For instance, when they arrive at reception, you have somebody sitting down there. I’m looking for the one who’s chatty, who has a chat to reception. When you get them into the room, four or five together, introduced some around, and be quiet and to see so you can start the conversation in a semi-uncomfortable environment, who can keep that conversation going, and who asks questions about them rather than talking about themselves, and beating themselves on the chest the whole time.

So that’s, that’s a powerful environment. You’ve learned so much, and you haven’t even sort of asked them a question at that stage. Then you give them an overview of the company, ask a few questions back at the end to see how well they’ve listened.

Stephanie: Yeah.

Greg: Then get them to do a quick presentation on a background maybe you know, a favourite sale of theirs, nothing to do with where they’re working at the moment, and what they’re up to on the weekend. Watch people present in front of a group, which is sort of like a boardroom group, if you like, or a management group that they might be presenting to.

Then after that, this is one of the key, as well. Most people go away and wait for the potential employer to give them a call. But in sales, we don’t want people that sit on their hands and wait. We’re looking for people who are proactive. So the person you want isn’t the one that sits and waits for you to call back. It’s the one that actually jumps in, makes the call the next day, sends the email and says, ‘I’d love to see you again. I’ve thought about this, I could do the other.’ They’re the sort of people you want.

Stephanie: I love this, and I love anyone who’s listening to the podcast, who’s going for a role in sales, now has some ideas on how they’re going to nail it.

Okay, and and that’s good, Greg. That’s interesting, because that’s one of the traps, isn’t it? That if you’re hiring someone who’s high on influencing, and high on persuasiveness, they’re going to do well in a traditional interview.

What about a sales manager? What should you look for in a sales manager?

## GIVEN DATA:
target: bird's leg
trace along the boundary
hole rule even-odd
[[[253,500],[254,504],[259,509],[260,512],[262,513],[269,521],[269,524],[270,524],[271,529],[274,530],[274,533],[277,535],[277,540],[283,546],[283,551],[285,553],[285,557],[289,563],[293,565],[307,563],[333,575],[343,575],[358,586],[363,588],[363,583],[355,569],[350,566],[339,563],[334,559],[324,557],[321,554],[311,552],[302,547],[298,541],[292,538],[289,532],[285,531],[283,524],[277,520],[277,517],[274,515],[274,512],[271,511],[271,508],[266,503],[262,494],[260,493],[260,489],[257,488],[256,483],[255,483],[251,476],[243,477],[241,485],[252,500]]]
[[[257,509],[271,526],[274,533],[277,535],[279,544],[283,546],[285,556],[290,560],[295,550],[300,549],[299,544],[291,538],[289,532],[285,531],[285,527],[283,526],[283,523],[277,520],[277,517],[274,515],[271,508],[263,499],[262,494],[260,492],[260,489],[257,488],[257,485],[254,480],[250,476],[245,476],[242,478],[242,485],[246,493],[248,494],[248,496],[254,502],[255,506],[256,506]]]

## INSTRUCTION:
From the interview about hiring salespeople, extract the portion between "So that’s, that’s" and "well they’ve listened.", inclusive.

## RESULT OF THIS TASK:
So that’s, that’s a powerful environment. You’ve learned so much, and you haven’t even sort of asked them a question at that stage. Then you give them an overview of the company, ask a few questions back at the end to see how well they’ve listened.